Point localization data
Segment Open

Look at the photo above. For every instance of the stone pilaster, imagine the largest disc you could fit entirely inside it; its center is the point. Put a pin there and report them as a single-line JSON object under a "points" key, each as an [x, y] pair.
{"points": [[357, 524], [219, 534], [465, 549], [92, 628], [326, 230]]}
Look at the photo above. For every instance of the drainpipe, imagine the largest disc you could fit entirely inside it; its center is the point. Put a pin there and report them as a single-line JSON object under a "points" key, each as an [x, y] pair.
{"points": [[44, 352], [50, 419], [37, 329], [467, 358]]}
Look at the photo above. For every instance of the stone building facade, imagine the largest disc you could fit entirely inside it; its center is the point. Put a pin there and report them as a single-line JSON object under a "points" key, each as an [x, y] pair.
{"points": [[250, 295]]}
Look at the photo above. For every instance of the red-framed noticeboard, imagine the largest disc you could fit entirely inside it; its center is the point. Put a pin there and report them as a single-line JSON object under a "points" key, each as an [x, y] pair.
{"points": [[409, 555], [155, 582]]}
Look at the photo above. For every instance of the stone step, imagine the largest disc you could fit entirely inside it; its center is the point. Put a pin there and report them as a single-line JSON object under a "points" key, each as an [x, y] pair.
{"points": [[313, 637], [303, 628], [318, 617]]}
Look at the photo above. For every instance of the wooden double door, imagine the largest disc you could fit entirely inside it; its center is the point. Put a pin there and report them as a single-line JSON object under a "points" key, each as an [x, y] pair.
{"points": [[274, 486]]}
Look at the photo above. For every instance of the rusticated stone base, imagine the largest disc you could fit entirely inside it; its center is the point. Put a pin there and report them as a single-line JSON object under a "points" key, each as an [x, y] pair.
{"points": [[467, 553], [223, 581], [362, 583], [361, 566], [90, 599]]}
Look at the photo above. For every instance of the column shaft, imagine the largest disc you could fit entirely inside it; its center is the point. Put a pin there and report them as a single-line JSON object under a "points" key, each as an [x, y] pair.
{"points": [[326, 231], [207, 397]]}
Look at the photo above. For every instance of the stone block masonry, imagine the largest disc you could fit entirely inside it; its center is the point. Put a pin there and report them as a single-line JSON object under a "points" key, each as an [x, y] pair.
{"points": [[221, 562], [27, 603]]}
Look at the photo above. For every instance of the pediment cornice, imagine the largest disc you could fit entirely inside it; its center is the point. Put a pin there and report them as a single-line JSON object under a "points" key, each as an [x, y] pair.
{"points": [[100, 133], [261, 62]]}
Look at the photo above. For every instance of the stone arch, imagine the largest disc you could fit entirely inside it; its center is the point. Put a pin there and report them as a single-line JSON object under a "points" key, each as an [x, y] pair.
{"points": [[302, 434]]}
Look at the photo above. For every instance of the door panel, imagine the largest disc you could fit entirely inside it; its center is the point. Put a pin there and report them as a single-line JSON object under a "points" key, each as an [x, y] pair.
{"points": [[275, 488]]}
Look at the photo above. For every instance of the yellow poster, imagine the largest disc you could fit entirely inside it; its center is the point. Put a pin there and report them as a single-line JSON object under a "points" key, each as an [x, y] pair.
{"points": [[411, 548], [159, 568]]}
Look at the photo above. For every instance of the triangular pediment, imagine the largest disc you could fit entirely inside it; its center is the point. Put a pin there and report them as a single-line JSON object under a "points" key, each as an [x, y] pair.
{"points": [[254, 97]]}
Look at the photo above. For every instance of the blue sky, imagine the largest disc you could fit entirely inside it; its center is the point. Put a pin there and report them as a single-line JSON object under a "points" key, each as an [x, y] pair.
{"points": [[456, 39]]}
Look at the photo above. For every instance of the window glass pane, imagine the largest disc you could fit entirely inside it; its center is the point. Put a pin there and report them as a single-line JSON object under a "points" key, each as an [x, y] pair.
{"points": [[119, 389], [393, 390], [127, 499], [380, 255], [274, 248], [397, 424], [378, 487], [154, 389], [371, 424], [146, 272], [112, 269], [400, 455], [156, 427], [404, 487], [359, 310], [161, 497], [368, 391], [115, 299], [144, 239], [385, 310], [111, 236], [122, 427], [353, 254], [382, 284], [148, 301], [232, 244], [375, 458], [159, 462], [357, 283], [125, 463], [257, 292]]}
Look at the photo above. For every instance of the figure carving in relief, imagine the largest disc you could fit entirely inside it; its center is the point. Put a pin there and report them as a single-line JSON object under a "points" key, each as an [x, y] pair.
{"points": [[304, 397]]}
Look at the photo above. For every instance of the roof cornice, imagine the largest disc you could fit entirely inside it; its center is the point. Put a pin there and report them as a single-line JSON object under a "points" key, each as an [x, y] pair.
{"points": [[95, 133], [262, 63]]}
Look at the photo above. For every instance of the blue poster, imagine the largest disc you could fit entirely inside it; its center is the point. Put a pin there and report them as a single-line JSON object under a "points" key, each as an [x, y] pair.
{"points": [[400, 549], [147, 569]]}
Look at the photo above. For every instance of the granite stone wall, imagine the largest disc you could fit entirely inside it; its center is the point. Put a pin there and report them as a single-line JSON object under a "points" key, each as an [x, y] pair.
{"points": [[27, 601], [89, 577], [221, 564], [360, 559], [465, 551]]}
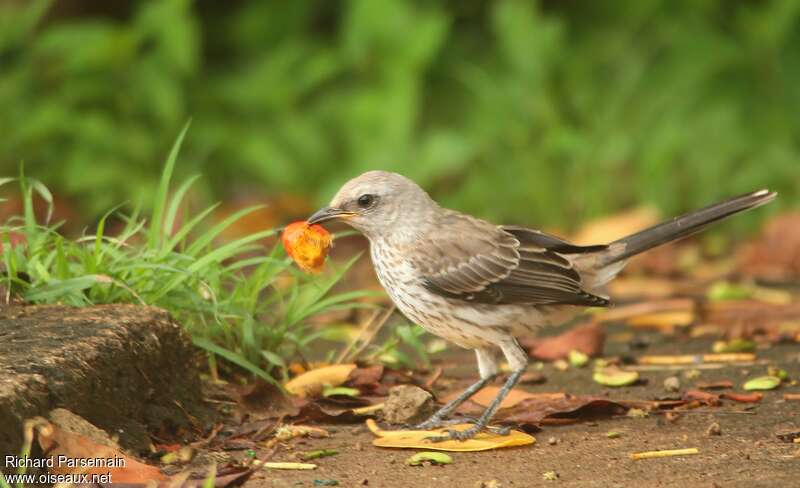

Segment Closed

What you produce should repeat the data word for word while omitting all images.

Look at the photo above. For every instance of the stone pilaster, imagine the largest disc you could fit entirely inside it; its center is the point. Put a pin there and report them as a single-line JSON object under a "points" key, each as an [x, y] pair.
{"points": [[357, 524], [219, 534], [465, 549], [92, 628], [326, 230]]}
Look at the photo above. For every instance of the drainpipe, imagine the largest disc you could fit entirely inside it; its center is the point. Put a pin there and report them as a single-line JSON object under a "points" key, each as an [x, y] pair.
{"points": [[44, 352], [50, 419], [37, 329], [467, 358]]}
Look at the photo above. For every instance of the stone building facade, imagine the largest disc you could fit entirely inside it; its center is the point. Put a pin there and report them as a single-line JSON object under a "points" key, each as an [x, y] pair.
{"points": [[250, 295]]}
Look at the photo above. For every instance of the red-framed noticeboard, imagine the largest disc you could fit entirely inside it; its center is the point. Put a pin there and report them as a single-line JSON object under a "points" key, each as an [x, y] pair.
{"points": [[409, 555], [155, 582]]}
Look at the photo above. For every instance of the stone step, imagine the largest disc you could fit entirely inside it; its center is the point. Put a pin there and report them as a single-line JSON object under a "points" key, each as an [x, y] pair.
{"points": [[313, 637], [303, 628], [318, 617]]}
Look at the photo above. For every instance of the wooden double door, imagine the largest disc you could fit entirely inside it; its center is the point. Put a pin there and report them as a single-line JSON object under a "points" key, each as an [x, y] pair.
{"points": [[274, 486]]}
Look at the photo above. For every instance of the rusticated stone base, imagine the largest disc you could fit entirely inside it; its center is the point. Put a pin there and report them as a single-line JSON object under a "points" key, each as an [x, y] pair.
{"points": [[467, 553], [223, 581], [362, 583], [361, 566], [90, 599]]}
Look at the photo above. For every instance of the column shaft, imagine the largest disc you could fit entirely inside it; its center is the point. Put a pin there and report them as a single-line JSON object under a "points" key, each as an [x, y] pair.
{"points": [[326, 231], [207, 397]]}
Look at the photo above. For every instance of the stone block masonry, imagine the largest disc you could fit entirely inside it; its center is the point. Put a pin there and report them as a single-line JSON object under a "points" key, each as an [x, y] pair.
{"points": [[221, 562], [27, 603]]}
Look at the photo above. For every instance of the pediment cornice, imagine the largest disc you could fit entirely inside it; its center is the point. Put a pin there and report them as a single-line JSON object under a "points" key, each as an [x, y] pair.
{"points": [[100, 133], [261, 62]]}
Look at the photo above. For every instance of the stone arch, imagine the largest disc you could fit entirely inside it; its center is the point. Put a pin there and report them as a single-line JSON object under a "points" key, each as an [x, y] pair.
{"points": [[302, 434]]}
Look at the photo above. For every instance of the door panel, imagine the largest disc you could fit entirely inside it; its center is the point. Put a pin there and report them as a single-line JSON object under a "points" key, each as an [x, y] pair.
{"points": [[275, 488]]}
Look at the photo above. For every instance of the yellow poster, imagine the largest disc you could fit entirely inside it; its center is the point. Put a pin there and report them as a single-line JSON object under a "points" key, each as an [x, y] pair.
{"points": [[411, 548], [159, 568]]}
Look at the photo above. For every instance of the triangular pediment, imagine the largest disc you could fit entirely inside it; its center is the point. Put a pin there and report them as a single-line JSON object under a "points" key, each as an [x, y] pair.
{"points": [[254, 97]]}
Look at the photo above. For every instance of the blue sky, imagine the largest disc you could fit entirely inside it; its center is the point. Put a pin there and report them as a single-line JSON object under a "points" key, each as an [x, y] pair.
{"points": [[456, 39]]}
Look at the photo above. For every instance of the window glass pane, imagine the largest disc you could fit entirely inside it; its center is the point. Put a pin there and report them as a single-line JSON object under a "points" key, each as an [x, y] pair.
{"points": [[119, 389], [393, 390], [127, 499], [380, 255], [274, 248], [397, 424], [378, 487], [154, 389], [371, 424], [146, 272], [112, 269], [400, 455], [156, 427], [404, 487], [359, 310], [161, 497], [368, 391], [115, 299], [144, 239], [385, 310], [111, 236], [122, 427], [353, 254], [382, 284], [148, 301], [232, 244], [375, 458], [159, 462], [357, 283], [125, 463], [257, 292]]}
Look at the photo above. For every instance of the figure carving in relief, imagine the largest disc you could fit entirely inside it; its center is the point. Put a pin there and report them as a single-line JSON object under a "points" key, each as an [x, y] pair.
{"points": [[304, 397]]}
Look at the photo above. For every instance of the roof cornice, imagine the largest disc you could fit entirely inside it; its center is the point. Put a pin there and report them as a single-line JSON object under a "points" key, each as an [x, y] pair.
{"points": [[95, 133], [262, 63]]}
Look at the photo above. For every instance of the blue poster, imagine the largest disc you could fit entirely inside it; its center is the point. Put a pin there and report them as a single-line JSON object under a "points" key, each as an [x, y] pair.
{"points": [[400, 549], [147, 569]]}
Look at the photo above. For every instance of the granite stone wall, imagine the largest disc you could fit entirely inside it; its center is the point. Put a pin there and report them as a single-line JSON object under a "points" key, each as an [x, y] pair.
{"points": [[27, 601], [89, 577], [221, 564], [360, 559], [465, 551]]}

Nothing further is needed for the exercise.